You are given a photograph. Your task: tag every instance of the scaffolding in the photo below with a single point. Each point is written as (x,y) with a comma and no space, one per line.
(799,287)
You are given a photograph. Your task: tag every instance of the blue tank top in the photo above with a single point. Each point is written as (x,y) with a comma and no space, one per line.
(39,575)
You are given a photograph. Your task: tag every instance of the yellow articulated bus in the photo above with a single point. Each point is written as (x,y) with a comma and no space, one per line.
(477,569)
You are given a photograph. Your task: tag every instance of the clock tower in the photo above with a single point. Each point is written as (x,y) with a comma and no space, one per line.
* * *
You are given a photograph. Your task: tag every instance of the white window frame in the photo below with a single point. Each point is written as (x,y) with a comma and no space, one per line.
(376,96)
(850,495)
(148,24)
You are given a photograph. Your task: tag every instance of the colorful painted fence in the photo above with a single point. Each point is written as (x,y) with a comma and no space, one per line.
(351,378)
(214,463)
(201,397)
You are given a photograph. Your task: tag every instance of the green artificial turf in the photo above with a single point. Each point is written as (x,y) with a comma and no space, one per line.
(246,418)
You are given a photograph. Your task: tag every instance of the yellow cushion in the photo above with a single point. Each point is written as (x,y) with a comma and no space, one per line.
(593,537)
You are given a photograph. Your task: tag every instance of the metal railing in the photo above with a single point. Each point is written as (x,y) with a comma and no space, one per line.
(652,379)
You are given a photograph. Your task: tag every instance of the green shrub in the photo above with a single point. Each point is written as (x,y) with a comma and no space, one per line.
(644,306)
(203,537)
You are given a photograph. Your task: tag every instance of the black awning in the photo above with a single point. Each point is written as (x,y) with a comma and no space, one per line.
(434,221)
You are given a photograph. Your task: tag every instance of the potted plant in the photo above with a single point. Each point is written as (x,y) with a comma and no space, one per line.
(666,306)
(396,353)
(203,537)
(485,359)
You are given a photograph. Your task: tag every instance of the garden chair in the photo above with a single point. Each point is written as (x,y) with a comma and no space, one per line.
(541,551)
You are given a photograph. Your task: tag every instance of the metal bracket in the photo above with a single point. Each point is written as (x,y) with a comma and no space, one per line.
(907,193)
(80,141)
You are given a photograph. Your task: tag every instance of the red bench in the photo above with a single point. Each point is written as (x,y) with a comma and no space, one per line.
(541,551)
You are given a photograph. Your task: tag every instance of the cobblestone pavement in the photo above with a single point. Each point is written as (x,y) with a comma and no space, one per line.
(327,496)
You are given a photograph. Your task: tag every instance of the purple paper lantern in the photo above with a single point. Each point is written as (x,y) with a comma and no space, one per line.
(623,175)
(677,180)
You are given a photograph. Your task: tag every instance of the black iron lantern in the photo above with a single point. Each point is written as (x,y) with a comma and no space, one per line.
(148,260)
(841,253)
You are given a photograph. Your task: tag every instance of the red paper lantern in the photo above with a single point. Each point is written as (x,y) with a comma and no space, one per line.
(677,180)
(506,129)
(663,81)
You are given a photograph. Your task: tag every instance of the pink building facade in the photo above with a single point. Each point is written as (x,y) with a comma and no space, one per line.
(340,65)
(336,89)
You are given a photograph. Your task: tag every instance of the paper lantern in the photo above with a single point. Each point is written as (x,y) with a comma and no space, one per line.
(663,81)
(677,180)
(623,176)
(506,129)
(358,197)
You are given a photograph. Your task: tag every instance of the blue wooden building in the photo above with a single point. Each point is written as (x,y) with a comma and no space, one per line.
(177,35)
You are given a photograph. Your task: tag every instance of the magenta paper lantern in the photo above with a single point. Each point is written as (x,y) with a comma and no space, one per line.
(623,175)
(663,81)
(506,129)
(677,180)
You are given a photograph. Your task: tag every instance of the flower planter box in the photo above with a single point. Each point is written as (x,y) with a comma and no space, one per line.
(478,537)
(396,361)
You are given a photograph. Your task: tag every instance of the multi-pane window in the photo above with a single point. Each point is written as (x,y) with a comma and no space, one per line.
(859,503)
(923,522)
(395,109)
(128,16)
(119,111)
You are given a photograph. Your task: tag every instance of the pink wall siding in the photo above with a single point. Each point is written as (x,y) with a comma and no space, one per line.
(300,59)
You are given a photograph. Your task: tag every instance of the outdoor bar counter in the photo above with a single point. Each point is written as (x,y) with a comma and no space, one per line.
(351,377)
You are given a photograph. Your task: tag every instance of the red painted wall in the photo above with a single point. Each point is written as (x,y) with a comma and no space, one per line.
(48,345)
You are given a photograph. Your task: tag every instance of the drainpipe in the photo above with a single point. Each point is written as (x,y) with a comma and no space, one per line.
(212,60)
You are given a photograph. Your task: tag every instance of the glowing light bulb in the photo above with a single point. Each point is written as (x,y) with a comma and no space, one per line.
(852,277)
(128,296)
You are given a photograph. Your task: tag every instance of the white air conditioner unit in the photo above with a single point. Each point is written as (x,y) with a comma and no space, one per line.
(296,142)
...
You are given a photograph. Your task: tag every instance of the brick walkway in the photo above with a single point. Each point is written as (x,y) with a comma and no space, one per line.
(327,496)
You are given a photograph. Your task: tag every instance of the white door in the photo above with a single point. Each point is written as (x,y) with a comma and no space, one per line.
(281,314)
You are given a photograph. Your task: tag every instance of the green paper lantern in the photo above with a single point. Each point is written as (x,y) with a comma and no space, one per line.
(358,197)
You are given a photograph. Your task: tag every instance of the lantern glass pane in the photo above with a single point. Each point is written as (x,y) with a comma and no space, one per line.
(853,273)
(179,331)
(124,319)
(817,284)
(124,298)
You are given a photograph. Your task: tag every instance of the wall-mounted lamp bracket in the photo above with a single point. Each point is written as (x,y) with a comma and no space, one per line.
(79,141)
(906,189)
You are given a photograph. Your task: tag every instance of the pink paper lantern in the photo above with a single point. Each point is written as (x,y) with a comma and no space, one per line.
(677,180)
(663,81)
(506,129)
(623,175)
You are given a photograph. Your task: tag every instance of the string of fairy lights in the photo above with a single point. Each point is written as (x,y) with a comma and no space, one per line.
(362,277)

● Instruction:
Select every line in the records that contains the word "awning" and copy each one. Matching is case-sensitive.

● Response to the exercise:
You are given a photograph. Your task: tag every instance of the black awning in the photo above with a single point. Each point is written as (x,y) with a comma and no space, one per line.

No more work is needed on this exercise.